Exercise directions: Each line of the listing that includes the string "Goal" needs to be located and copied.
▽
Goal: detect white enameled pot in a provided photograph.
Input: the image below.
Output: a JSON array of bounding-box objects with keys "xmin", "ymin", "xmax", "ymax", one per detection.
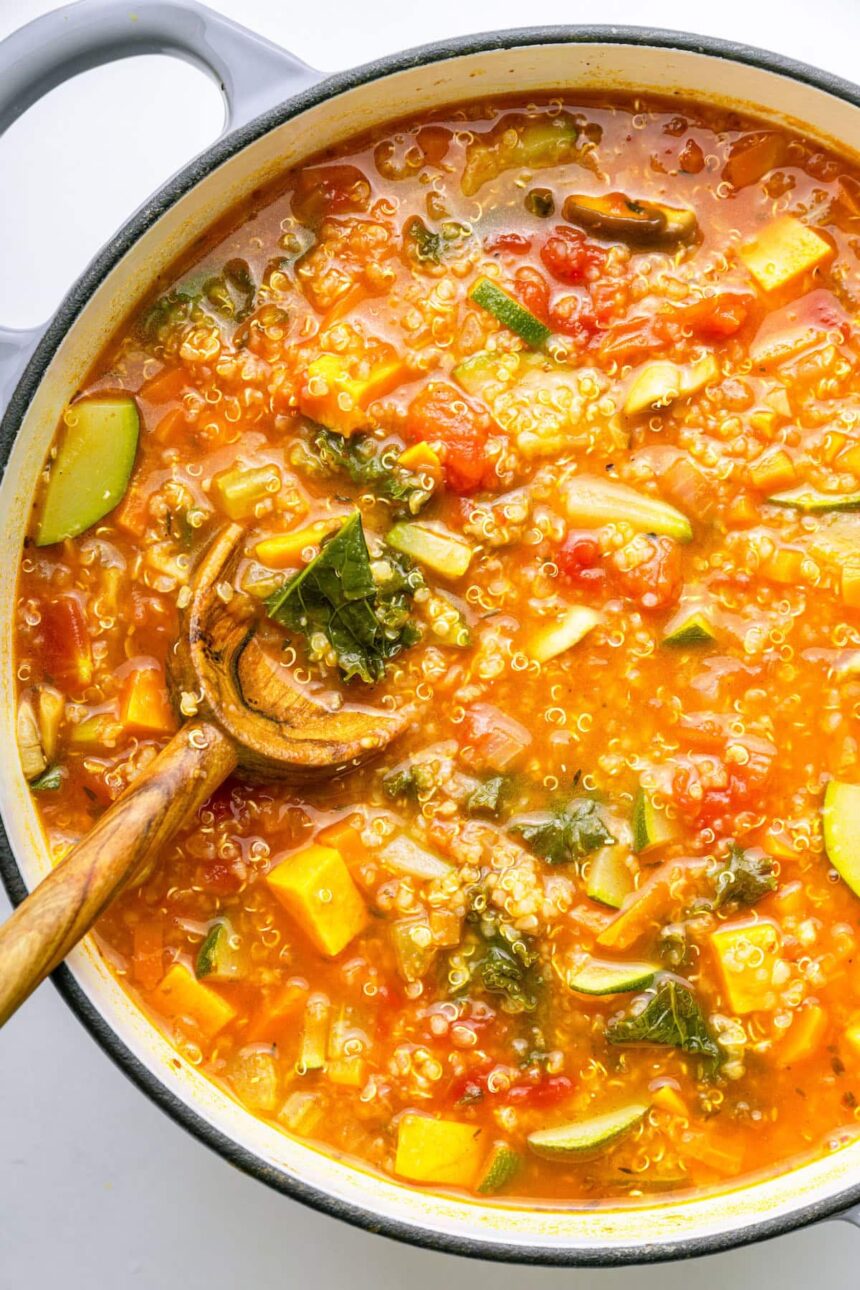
[{"xmin": 2, "ymin": 1, "xmax": 860, "ymax": 1264}]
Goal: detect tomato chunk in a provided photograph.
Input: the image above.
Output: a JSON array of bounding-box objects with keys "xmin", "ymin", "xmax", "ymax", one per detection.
[
  {"xmin": 540, "ymin": 226, "xmax": 605, "ymax": 285},
  {"xmin": 39, "ymin": 595, "xmax": 93, "ymax": 688},
  {"xmin": 405, "ymin": 383, "xmax": 489, "ymax": 493}
]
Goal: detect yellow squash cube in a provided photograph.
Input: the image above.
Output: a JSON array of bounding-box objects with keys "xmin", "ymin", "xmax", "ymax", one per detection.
[
  {"xmin": 267, "ymin": 843, "xmax": 367, "ymax": 957},
  {"xmin": 710, "ymin": 919, "xmax": 781, "ymax": 1014},
  {"xmin": 739, "ymin": 216, "xmax": 832, "ymax": 293},
  {"xmin": 299, "ymin": 354, "xmax": 409, "ymax": 435},
  {"xmin": 151, "ymin": 963, "xmax": 237, "ymax": 1039},
  {"xmin": 394, "ymin": 1114, "xmax": 485, "ymax": 1187}
]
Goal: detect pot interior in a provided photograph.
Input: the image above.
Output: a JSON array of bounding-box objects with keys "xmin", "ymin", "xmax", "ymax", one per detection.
[{"xmin": 2, "ymin": 34, "xmax": 860, "ymax": 1261}]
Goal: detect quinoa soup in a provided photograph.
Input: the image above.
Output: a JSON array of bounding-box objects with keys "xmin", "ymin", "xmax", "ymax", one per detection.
[{"xmin": 16, "ymin": 91, "xmax": 860, "ymax": 1204}]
△
Exercise result:
Goal: detect white enameled pot in a provided photograph.
Goal: detect tomato chunk in a provided photograph.
Goal: detect yellow squash cube in a provided photograph.
Goal: detect pot interior in a provided photograph.
Goal: detect quinoa soup in a provided photograph.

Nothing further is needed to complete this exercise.